ТЕТРАДЬ ТРЕТЬЯ
…По имени звала мать,
По имени будет звать
Жених: — Оля! Милая!
А не по фамилии…
(Невошедшее. Гаданье кончено в канун русск<ого> Крещения.)
…Как — а вот и не додам! —
Подносимую к губам
Руку — вот и оближись! —
Вдруг оттягивала вниз…
Мур — 27-го января 1931 г.
— Мур, не беги так — еще нос себе расквасишь!
— По крайней мере квас будет, если нос расквасю.
— Иисус Христос не был женат?
— Нет.
— Холостяк, значит?
Письмо Мура — 18-го февраля 1931 г.

| ВЫДЕРЖКА ИЗ ДАННЫХ |
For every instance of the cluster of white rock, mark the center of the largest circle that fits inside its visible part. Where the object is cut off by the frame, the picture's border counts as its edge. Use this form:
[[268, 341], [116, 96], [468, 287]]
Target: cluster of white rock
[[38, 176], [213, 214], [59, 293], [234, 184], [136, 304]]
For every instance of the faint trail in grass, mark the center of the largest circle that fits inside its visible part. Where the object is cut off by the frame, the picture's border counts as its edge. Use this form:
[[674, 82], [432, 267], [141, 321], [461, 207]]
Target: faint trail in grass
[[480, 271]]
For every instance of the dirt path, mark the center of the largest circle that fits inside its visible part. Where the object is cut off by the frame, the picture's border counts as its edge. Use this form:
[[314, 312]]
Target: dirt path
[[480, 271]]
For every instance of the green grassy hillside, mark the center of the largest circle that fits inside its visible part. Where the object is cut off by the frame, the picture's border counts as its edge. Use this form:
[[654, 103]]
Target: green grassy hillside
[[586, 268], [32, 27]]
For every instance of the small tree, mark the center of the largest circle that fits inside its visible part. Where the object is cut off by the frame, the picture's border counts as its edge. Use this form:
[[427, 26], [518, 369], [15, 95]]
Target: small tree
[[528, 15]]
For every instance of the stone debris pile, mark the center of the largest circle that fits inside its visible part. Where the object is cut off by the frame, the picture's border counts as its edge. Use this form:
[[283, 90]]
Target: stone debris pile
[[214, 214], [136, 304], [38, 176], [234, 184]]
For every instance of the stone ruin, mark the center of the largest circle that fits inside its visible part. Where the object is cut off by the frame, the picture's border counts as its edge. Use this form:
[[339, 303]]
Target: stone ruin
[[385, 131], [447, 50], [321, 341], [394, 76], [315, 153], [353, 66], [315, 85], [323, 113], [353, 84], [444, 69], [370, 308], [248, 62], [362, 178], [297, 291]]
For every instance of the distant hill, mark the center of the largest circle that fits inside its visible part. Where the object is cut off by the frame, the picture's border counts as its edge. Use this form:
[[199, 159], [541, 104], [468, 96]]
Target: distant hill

| ЧТО СДЕЛАТЬ |
Какая дата стоит в исходном тексте после слов «Письмо Мура»? Записи — это отдельный материал.

| ОТВЕТ К ЗАДАНИЮ |
18 февраля 1931 года.